=== Problem to work on ===
Within the records below, find the line with "Target: street lamp" and the line with "Objective — for every instance of the metal truss", then reproduce exactly those two lines and all lines between them, without any picture.

########################################

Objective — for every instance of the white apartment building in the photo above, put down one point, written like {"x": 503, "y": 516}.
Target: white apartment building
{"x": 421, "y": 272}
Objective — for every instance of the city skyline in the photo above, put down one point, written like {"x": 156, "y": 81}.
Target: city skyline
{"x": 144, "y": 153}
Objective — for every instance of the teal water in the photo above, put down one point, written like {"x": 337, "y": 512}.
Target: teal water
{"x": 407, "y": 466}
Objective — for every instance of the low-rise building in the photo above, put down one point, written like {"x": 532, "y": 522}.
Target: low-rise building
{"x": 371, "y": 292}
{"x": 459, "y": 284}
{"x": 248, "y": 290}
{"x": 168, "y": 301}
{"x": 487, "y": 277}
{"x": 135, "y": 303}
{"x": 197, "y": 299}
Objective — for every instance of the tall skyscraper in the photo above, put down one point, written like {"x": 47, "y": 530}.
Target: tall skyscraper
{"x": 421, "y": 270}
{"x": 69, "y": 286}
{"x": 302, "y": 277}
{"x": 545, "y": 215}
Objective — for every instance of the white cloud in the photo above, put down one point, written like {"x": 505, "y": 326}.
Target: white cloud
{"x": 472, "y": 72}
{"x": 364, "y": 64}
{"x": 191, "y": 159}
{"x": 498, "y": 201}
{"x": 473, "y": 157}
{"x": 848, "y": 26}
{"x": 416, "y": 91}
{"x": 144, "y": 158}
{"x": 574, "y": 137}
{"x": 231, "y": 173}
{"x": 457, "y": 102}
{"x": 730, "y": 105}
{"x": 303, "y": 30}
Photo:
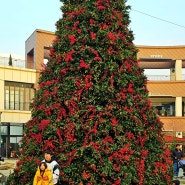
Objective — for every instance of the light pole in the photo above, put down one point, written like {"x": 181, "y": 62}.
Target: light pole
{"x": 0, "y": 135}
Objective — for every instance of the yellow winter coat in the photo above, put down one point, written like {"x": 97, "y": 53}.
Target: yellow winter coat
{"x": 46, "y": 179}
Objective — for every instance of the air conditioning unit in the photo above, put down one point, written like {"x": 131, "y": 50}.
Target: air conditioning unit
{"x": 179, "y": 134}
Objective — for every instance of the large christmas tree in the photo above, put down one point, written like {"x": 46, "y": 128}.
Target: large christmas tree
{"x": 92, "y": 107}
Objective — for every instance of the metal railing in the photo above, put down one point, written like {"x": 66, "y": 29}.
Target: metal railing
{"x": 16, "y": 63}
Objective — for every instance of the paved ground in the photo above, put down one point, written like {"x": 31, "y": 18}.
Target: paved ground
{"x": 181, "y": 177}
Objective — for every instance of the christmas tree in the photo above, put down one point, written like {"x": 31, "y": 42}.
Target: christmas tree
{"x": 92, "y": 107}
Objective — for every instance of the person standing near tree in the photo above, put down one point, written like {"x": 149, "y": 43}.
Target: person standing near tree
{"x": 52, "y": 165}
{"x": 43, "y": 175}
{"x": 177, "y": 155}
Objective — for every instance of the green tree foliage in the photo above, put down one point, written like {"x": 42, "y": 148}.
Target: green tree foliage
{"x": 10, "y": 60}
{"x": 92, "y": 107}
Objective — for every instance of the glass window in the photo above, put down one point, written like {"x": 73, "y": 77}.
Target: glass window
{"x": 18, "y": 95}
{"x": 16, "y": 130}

########################################

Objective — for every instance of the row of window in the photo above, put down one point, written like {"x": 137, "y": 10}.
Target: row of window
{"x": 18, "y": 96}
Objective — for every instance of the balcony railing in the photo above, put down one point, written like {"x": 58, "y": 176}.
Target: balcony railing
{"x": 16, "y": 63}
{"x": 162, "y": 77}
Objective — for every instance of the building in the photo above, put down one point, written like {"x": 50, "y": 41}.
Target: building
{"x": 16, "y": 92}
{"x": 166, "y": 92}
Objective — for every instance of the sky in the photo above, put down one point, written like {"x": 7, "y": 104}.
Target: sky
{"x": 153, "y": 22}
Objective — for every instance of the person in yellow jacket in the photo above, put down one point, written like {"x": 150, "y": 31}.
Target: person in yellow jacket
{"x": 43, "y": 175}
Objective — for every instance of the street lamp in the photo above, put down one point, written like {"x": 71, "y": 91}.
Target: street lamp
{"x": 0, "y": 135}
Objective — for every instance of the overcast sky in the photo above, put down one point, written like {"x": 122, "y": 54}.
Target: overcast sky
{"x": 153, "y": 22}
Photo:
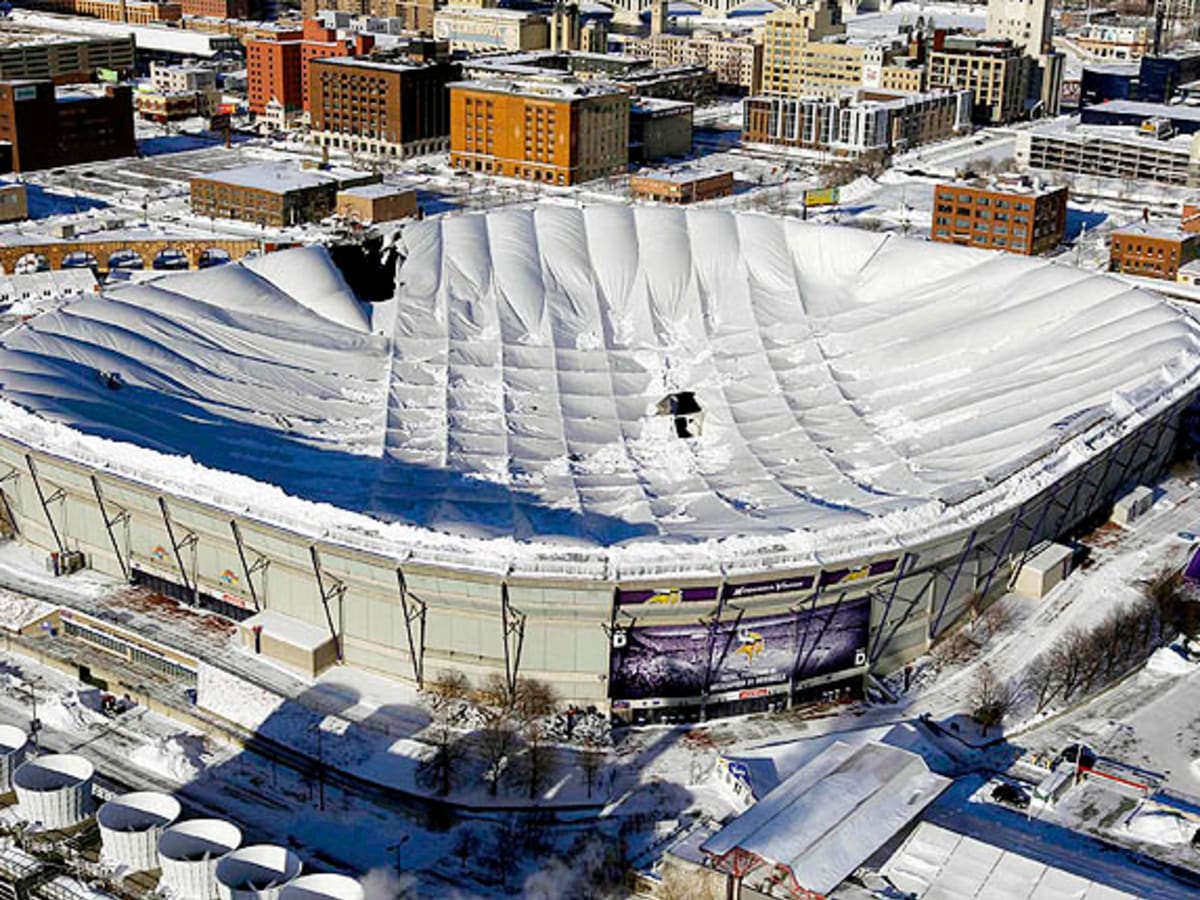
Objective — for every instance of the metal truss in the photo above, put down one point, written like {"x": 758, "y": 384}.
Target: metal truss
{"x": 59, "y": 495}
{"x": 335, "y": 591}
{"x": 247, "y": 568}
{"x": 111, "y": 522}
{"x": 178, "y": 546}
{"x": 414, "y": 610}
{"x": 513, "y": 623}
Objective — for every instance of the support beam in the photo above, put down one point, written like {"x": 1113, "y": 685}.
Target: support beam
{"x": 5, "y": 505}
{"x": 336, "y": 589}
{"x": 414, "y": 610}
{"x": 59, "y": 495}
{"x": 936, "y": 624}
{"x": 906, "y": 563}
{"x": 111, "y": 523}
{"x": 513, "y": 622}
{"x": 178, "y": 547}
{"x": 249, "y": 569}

########################################

=== Reply ===
Target: street lamp
{"x": 0, "y": 135}
Objective — for every instance of the overcast sky in the photo above, put down one point, written like {"x": 122, "y": 54}.
Target: overcast sky
{"x": 153, "y": 22}
Photo:
Objective — for every instance of the metal truss in the photo above, put down one point, written like {"x": 758, "y": 384}.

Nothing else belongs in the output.